> **Coordinate annotation entries**
··········

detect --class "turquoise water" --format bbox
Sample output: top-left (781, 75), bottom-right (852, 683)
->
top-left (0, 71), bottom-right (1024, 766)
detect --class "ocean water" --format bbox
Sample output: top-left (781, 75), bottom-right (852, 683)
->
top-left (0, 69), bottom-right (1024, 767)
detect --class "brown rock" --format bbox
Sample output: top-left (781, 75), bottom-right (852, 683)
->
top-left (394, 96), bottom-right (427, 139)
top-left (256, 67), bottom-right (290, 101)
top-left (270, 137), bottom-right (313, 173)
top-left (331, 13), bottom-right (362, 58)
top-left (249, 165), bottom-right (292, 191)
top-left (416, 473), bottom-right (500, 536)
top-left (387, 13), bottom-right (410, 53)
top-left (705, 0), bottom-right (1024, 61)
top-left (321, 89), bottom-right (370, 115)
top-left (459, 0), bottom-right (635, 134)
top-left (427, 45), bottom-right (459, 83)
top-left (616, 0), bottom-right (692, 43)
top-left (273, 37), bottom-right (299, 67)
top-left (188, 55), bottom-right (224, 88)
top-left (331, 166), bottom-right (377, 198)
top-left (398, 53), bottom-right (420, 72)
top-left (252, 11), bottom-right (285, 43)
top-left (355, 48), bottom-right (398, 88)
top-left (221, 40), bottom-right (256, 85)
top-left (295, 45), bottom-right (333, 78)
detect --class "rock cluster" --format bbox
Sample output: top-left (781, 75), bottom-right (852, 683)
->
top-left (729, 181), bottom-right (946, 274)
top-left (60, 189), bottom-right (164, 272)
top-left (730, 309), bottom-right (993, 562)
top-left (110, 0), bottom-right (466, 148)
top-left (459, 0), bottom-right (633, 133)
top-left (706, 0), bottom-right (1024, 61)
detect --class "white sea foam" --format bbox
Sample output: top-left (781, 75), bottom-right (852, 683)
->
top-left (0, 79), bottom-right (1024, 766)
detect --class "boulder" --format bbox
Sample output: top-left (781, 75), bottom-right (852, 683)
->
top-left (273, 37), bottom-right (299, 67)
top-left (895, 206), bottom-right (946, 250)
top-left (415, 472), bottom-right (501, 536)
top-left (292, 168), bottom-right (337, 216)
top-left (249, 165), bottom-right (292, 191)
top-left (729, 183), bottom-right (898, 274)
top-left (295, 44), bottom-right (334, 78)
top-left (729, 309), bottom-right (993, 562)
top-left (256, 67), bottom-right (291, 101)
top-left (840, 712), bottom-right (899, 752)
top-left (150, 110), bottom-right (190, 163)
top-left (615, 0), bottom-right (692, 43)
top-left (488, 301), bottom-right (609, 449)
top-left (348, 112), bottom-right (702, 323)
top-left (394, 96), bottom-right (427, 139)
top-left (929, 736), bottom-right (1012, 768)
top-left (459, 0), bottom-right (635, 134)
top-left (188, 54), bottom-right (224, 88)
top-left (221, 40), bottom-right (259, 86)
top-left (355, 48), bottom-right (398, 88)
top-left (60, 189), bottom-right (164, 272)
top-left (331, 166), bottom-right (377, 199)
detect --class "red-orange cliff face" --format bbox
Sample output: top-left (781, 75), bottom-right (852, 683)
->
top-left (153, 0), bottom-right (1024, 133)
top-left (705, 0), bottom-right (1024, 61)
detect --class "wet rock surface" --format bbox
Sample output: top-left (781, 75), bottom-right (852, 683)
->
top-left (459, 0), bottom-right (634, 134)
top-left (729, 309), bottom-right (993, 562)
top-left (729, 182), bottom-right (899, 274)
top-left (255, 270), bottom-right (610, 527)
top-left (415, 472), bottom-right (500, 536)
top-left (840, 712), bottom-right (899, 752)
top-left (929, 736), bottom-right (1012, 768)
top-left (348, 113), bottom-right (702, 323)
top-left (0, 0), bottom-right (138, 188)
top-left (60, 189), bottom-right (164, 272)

··········

Rewrite the part of the records that opens with their first line and closes with the line containing "top-left (0, 79), bottom-right (1024, 766)" as a numbered list, including both of those lines and leaving out blank lines.

> **EXERCISE RESULT**
1. detect --class "turquoise water" --format bbox
2. Sample output: top-left (781, 75), bottom-right (852, 683)
3. ->
4. top-left (0, 71), bottom-right (1024, 766)
5. detect --class "ocean water" --format bbox
6. Sample output: top-left (781, 75), bottom-right (852, 683)
7. ->
8. top-left (0, 69), bottom-right (1024, 767)
9. detect --class "brown rock" --format bbox
10. Sample output: top-left (781, 75), bottom-right (852, 683)
11. ->
12. top-left (394, 96), bottom-right (427, 139)
13. top-left (256, 67), bottom-right (290, 101)
14. top-left (270, 137), bottom-right (313, 173)
15. top-left (331, 13), bottom-right (362, 58)
16. top-left (249, 165), bottom-right (292, 191)
17. top-left (416, 473), bottom-right (500, 536)
18. top-left (387, 13), bottom-right (410, 53)
19. top-left (705, 0), bottom-right (1024, 61)
20. top-left (321, 89), bottom-right (370, 115)
21. top-left (459, 0), bottom-right (635, 134)
22. top-left (427, 45), bottom-right (459, 83)
23. top-left (616, 0), bottom-right (692, 43)
24. top-left (273, 37), bottom-right (299, 67)
25. top-left (188, 55), bottom-right (224, 88)
26. top-left (331, 166), bottom-right (377, 198)
27. top-left (398, 53), bottom-right (420, 72)
28. top-left (252, 11), bottom-right (285, 43)
29. top-left (355, 48), bottom-right (398, 88)
30. top-left (221, 40), bottom-right (256, 85)
31. top-left (295, 45), bottom-right (333, 78)
32. detect --class "rock cluster" --format bbox
33. Sample output: top-left (781, 75), bottom-right (852, 683)
34. ->
35. top-left (729, 181), bottom-right (946, 274)
36. top-left (60, 189), bottom-right (164, 272)
37. top-left (730, 309), bottom-right (993, 562)
38. top-left (110, 0), bottom-right (466, 148)
39. top-left (459, 0), bottom-right (633, 133)
40. top-left (706, 0), bottom-right (1024, 61)
41. detect --class "white sea foam" --format bbox
42. Sample output: top-left (781, 75), bottom-right (852, 683)
43. ->
44. top-left (0, 79), bottom-right (1024, 766)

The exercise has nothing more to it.